* **Work request**
Please return the data that follows precisely as written, but without the images.

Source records
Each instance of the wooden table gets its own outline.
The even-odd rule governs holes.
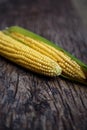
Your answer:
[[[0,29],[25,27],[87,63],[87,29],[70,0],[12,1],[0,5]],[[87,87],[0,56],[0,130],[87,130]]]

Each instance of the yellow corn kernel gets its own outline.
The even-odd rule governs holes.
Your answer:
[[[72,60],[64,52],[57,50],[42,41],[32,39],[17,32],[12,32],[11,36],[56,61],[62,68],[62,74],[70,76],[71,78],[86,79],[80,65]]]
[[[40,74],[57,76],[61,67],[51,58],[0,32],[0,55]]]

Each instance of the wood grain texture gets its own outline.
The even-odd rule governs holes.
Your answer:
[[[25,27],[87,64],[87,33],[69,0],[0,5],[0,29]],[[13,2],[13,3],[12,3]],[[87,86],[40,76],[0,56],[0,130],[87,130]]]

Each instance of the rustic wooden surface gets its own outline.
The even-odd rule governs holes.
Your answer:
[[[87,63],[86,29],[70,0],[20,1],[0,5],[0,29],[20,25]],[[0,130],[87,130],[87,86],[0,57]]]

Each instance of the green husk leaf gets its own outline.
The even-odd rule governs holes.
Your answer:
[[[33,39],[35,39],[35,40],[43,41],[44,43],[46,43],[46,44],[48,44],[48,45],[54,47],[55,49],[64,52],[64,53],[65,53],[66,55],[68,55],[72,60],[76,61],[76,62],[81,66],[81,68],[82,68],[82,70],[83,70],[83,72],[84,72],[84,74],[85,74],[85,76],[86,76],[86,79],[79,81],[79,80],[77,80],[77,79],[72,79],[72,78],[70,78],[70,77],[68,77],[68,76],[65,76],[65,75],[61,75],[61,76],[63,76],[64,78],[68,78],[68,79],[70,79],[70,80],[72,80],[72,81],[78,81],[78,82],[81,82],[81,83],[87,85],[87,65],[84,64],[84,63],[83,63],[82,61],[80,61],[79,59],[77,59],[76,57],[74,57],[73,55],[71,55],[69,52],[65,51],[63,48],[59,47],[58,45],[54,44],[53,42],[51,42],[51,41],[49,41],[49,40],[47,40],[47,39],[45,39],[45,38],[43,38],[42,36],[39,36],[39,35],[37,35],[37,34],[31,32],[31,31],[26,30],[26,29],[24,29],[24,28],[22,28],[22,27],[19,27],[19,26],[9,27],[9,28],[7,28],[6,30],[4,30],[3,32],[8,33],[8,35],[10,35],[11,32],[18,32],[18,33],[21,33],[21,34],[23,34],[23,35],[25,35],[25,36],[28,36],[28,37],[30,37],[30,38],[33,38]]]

* **Response to this task**
Each instance of the wooden table gets its own outline.
The even-odd rule governs holes.
Your answer:
[[[0,29],[25,27],[87,63],[87,29],[70,0],[12,1],[0,5]],[[87,87],[0,56],[0,130],[87,130]]]

Each instance of the yellow corn kernel gets its own outline.
The even-odd rule governs holes.
Your answer:
[[[72,60],[64,52],[57,50],[42,41],[32,39],[17,32],[12,32],[11,36],[56,61],[62,68],[62,74],[70,76],[71,78],[86,79],[80,65]]]
[[[40,74],[57,76],[61,67],[51,58],[0,32],[0,55]]]

Each instance of the wood grain texture gets its own outline.
The even-odd rule governs holes.
Your answer:
[[[25,27],[87,64],[87,33],[69,0],[0,5],[0,29]],[[13,2],[13,3],[12,3]],[[87,86],[40,76],[0,56],[0,130],[87,130]]]

Each instance of the rustic wooden surface gets its own outline.
The even-odd rule governs holes.
Your answer:
[[[87,63],[86,29],[70,0],[20,1],[0,5],[0,29],[20,25]],[[0,130],[87,130],[87,86],[0,57]]]

Each instance of the green husk leaf gets its own outline.
The even-odd rule governs holes.
Your answer:
[[[33,39],[35,39],[35,40],[43,41],[44,43],[46,43],[46,44],[48,44],[48,45],[54,47],[55,49],[64,52],[64,53],[65,53],[66,55],[68,55],[72,60],[76,61],[76,62],[81,66],[81,68],[82,68],[82,70],[83,70],[83,72],[84,72],[84,74],[85,74],[85,76],[86,76],[86,79],[79,81],[79,80],[77,80],[77,79],[72,79],[72,78],[70,78],[70,77],[68,77],[68,76],[65,76],[65,75],[61,75],[61,76],[63,76],[64,78],[68,78],[68,79],[70,79],[70,80],[72,80],[72,81],[78,81],[78,82],[81,82],[81,83],[87,85],[87,65],[84,64],[84,63],[83,63],[82,61],[80,61],[79,59],[77,59],[76,57],[74,57],[73,55],[71,55],[69,52],[65,51],[63,48],[59,47],[58,45],[54,44],[53,42],[51,42],[51,41],[49,41],[49,40],[47,40],[47,39],[45,39],[45,38],[43,38],[42,36],[39,36],[39,35],[37,35],[37,34],[31,32],[31,31],[26,30],[26,29],[24,29],[24,28],[22,28],[22,27],[19,27],[19,26],[9,27],[9,28],[7,28],[6,30],[4,30],[3,32],[8,33],[8,35],[10,35],[11,32],[18,32],[18,33],[21,33],[21,34],[23,34],[23,35],[25,35],[25,36],[28,36],[28,37],[30,37],[30,38],[33,38]]]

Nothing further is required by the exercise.